Dataset excerpts on pointing at objects:
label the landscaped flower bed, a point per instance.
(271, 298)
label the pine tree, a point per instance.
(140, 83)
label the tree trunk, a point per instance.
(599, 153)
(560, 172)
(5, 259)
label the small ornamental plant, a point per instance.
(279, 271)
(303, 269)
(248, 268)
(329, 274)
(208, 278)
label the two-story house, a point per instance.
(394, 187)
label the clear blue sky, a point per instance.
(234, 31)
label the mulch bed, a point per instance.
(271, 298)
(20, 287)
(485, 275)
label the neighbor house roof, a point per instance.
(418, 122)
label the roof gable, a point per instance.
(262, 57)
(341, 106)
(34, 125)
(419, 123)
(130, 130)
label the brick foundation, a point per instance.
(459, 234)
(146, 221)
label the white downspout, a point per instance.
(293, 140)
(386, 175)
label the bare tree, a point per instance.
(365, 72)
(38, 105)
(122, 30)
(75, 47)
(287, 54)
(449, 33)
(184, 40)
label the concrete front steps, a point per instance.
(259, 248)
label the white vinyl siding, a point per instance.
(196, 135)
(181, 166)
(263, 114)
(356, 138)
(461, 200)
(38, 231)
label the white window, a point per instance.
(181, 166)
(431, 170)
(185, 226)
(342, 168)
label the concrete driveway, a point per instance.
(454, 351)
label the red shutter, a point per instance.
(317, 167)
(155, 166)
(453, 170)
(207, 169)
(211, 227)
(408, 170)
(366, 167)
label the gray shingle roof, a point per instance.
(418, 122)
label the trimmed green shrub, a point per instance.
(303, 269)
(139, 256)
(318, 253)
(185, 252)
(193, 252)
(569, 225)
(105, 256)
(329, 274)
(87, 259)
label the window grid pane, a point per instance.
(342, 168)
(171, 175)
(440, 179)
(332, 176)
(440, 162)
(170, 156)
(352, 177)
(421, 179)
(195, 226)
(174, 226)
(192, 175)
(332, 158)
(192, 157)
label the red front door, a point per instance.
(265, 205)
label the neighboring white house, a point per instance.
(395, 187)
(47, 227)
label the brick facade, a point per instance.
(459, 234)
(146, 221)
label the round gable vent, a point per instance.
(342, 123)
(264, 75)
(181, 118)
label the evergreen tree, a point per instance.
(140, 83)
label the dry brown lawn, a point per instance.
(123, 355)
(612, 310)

Exercise directions: Quote all of the rows above verbatim, from the first to the last.

Response to this task:
label the landscaped flower bed, a point per instance.
(271, 298)
label the pine tree, a point per instance.
(140, 83)
label the tree trunk, a point per instance.
(599, 153)
(560, 172)
(5, 259)
label the small ornamental plant, a point per instance.
(279, 271)
(303, 269)
(248, 268)
(329, 274)
(208, 278)
label the two-story house, a point per instance.
(394, 187)
label the clear blue sky, a point per instance.
(234, 31)
label the mulch bed, a point per instance.
(271, 298)
(20, 287)
(485, 275)
label the neighbor house roof, a point per instance.
(418, 122)
label the roof gable, a point per instance.
(262, 57)
(341, 106)
(34, 125)
(419, 123)
(130, 130)
label the brick foundation, a point per instance.
(459, 234)
(146, 221)
label the white downspout, a point per instance.
(293, 140)
(386, 175)
label the bare tree, a point per instance.
(365, 72)
(38, 105)
(122, 30)
(75, 47)
(287, 54)
(449, 33)
(184, 40)
label the concrete front steps, a point per instance.
(259, 248)
label the white vinyl siding, a point per instance.
(196, 135)
(181, 166)
(263, 114)
(356, 138)
(461, 200)
(38, 231)
label the white window, a point per instance.
(181, 166)
(431, 170)
(185, 226)
(342, 168)
label the concrete driveway, a point per instance.
(454, 351)
label the red shutter, a point per instance.
(317, 167)
(155, 166)
(453, 170)
(207, 169)
(211, 227)
(408, 170)
(366, 167)
label the gray shingle roof, a point per instance.
(418, 122)
label the trimmed green shrub, a point per instance.
(303, 269)
(139, 256)
(318, 253)
(185, 252)
(193, 252)
(569, 225)
(105, 256)
(329, 274)
(87, 259)
label the window grid pane, a point per instance.
(342, 168)
(171, 175)
(440, 179)
(332, 176)
(440, 162)
(170, 156)
(352, 177)
(421, 179)
(195, 226)
(174, 226)
(192, 175)
(332, 158)
(192, 157)
label the red front door, a point per instance.
(265, 205)
label the neighboring white house, a point per instance.
(395, 187)
(47, 227)
label the brick facade, a point per instance.
(459, 234)
(146, 221)
label the round gable vent, a point per instance.
(342, 123)
(264, 75)
(181, 118)
label the evergreen tree, a point per instance.
(140, 83)
label the dry brown lawn, a point per instance.
(123, 355)
(612, 310)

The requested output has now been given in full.